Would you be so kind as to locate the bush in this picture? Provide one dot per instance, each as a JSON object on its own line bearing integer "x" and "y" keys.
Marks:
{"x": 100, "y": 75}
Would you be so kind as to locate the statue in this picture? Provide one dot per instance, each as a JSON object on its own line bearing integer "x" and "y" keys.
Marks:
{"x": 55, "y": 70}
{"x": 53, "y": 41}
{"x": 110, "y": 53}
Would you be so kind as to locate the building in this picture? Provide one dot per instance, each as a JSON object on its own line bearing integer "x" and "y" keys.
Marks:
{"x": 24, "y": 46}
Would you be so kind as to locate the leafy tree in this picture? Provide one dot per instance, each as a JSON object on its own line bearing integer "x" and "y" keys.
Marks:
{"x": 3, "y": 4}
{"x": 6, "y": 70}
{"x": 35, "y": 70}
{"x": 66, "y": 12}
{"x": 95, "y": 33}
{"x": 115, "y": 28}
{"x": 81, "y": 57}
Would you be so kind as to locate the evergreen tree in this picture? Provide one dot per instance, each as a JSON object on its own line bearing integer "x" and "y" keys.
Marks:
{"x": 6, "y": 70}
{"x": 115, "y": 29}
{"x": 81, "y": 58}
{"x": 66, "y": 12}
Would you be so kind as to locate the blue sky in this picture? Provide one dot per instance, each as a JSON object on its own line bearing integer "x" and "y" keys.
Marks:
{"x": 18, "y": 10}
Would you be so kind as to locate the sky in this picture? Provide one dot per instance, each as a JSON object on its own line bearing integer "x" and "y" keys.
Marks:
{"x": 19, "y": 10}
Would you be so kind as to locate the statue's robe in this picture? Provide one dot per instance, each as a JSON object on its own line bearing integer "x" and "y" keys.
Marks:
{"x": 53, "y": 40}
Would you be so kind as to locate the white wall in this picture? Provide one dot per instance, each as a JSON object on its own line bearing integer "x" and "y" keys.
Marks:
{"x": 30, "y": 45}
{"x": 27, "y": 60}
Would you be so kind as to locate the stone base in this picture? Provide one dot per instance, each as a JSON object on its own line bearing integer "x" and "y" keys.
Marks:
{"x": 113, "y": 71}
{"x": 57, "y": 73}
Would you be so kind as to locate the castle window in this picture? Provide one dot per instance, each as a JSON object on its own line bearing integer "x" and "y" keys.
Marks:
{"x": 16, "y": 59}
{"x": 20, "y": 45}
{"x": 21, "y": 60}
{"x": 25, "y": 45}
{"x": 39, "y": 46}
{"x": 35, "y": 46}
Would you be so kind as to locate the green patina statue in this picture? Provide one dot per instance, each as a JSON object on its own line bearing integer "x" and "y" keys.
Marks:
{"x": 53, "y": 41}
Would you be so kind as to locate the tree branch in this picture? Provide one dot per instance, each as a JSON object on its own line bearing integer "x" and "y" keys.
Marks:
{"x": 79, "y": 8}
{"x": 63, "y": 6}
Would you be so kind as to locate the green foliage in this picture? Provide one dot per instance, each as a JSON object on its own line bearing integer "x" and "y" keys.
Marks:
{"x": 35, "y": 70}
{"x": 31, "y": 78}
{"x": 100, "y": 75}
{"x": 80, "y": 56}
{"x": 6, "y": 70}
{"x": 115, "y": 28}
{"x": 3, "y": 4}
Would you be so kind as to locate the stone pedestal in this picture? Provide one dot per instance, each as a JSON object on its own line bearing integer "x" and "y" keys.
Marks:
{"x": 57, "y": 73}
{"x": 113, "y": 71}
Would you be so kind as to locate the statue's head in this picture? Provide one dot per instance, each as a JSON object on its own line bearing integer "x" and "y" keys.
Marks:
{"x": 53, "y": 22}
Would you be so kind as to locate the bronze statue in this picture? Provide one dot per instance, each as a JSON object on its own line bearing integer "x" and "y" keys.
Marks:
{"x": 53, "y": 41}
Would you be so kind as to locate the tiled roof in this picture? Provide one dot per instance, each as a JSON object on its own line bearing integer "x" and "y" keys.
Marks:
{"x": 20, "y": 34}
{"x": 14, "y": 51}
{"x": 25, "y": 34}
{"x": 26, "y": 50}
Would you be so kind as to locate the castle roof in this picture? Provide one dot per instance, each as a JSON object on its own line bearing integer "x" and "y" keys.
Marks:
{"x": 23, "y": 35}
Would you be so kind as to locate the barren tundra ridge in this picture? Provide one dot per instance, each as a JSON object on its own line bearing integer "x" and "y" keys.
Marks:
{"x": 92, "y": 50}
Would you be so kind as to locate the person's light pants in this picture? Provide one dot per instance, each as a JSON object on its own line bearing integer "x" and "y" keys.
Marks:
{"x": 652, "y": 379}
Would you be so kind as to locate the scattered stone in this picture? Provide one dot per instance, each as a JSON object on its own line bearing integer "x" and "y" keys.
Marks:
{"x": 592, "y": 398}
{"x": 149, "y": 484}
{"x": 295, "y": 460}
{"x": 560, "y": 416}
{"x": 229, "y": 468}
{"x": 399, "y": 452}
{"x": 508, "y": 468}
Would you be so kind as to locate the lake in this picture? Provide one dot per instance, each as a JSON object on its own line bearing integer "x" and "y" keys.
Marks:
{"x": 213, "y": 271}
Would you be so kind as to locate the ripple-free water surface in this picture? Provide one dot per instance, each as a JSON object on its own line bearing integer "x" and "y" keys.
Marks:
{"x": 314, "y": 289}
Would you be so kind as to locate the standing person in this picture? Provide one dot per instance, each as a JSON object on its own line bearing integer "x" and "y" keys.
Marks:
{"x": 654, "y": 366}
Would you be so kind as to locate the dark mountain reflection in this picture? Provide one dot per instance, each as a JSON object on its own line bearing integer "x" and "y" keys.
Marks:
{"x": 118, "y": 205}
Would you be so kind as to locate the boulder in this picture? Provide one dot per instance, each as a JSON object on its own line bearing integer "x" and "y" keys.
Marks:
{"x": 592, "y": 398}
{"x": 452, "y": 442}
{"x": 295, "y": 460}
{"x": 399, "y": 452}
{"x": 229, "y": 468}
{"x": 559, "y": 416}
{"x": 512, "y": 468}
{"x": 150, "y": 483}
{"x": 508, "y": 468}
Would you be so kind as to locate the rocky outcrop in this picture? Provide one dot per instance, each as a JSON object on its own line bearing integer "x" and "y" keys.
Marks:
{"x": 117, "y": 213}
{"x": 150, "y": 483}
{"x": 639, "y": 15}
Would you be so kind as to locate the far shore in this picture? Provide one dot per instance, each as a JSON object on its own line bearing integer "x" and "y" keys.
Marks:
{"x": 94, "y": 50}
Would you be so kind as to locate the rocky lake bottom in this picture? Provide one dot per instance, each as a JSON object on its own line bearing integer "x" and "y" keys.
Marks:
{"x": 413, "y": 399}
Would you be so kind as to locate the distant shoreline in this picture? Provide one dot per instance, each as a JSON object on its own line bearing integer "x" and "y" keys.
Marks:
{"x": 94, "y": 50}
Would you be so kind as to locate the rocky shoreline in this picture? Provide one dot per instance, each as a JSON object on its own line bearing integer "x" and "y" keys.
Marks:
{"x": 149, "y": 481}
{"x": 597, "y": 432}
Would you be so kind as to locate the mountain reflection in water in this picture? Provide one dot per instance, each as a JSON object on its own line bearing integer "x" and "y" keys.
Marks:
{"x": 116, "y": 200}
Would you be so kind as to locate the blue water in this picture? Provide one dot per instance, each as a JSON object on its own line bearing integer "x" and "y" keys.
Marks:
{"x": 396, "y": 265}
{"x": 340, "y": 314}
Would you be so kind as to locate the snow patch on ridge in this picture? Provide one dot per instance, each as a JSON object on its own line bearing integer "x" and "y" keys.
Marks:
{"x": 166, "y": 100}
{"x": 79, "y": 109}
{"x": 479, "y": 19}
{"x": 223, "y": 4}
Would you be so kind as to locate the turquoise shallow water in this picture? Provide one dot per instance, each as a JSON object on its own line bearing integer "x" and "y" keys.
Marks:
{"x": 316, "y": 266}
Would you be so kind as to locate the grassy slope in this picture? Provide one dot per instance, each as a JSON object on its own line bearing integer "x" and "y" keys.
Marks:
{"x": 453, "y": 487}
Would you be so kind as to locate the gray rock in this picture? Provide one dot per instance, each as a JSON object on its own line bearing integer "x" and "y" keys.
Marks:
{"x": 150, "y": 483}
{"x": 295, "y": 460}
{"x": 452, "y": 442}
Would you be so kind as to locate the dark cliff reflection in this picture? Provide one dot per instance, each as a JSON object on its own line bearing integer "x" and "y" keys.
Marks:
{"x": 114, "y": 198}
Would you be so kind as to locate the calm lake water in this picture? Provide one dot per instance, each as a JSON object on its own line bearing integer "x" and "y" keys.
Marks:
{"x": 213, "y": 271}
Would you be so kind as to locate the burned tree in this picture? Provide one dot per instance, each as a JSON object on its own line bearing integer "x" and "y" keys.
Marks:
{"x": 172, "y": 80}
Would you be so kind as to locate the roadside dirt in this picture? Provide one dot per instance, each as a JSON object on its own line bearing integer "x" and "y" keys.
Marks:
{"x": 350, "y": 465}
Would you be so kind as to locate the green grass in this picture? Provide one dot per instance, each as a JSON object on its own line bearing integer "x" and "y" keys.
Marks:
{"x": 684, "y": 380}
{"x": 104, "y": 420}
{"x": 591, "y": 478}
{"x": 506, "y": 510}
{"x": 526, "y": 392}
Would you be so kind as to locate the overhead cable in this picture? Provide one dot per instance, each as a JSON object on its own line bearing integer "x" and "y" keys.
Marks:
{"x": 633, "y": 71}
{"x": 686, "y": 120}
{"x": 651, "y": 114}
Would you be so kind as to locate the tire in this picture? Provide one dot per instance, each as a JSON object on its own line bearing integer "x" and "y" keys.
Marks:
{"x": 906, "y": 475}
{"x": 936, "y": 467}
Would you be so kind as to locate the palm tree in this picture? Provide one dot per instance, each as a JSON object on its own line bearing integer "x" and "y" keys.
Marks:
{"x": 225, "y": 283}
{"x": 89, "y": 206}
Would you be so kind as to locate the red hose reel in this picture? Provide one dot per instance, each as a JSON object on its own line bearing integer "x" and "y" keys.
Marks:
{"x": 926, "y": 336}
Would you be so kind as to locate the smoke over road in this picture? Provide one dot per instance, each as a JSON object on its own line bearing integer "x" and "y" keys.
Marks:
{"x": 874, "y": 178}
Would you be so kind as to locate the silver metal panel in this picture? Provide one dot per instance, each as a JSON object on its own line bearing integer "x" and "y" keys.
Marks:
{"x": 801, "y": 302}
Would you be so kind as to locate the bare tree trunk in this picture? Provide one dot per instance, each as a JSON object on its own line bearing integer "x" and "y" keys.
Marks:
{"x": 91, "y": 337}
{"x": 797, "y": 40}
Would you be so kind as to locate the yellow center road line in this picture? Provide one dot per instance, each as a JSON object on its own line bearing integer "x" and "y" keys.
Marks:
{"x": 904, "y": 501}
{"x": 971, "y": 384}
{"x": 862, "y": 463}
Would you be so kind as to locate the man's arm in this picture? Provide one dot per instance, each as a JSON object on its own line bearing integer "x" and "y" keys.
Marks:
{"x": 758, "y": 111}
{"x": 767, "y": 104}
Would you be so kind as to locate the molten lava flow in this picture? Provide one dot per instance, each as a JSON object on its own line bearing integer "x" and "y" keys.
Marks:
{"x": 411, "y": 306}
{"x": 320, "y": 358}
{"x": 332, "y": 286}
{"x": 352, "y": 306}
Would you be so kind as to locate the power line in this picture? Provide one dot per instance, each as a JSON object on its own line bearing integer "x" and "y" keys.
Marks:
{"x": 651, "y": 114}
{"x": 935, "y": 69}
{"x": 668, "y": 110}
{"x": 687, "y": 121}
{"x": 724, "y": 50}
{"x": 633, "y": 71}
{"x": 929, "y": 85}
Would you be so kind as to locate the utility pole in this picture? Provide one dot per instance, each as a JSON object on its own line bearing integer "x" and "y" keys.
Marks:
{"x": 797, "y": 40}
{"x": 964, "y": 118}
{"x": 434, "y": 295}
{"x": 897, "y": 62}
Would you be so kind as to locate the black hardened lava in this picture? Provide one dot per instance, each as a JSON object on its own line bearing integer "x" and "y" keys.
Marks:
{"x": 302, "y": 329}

--------------------

# WHAT YOU NEED TO DO:
Retype exactly the lines from the one containing "Would you be so kind as to locate the utility" through the last line of the records above, including both.

# OUTPUT OF THE TASK:
Would you be so kind as to locate the utility pole in this picture? Provide one dot per instance, each as a JSON object on its own line bearing integer "x" and "y" keys.
Marks:
{"x": 797, "y": 40}
{"x": 964, "y": 118}
{"x": 434, "y": 295}
{"x": 897, "y": 62}
Would you be so kind as to locate the black hardened lava in this picture? Provide one dot per instance, each as a JSON object on its own line bearing integer "x" and "y" keys.
Marks:
{"x": 302, "y": 329}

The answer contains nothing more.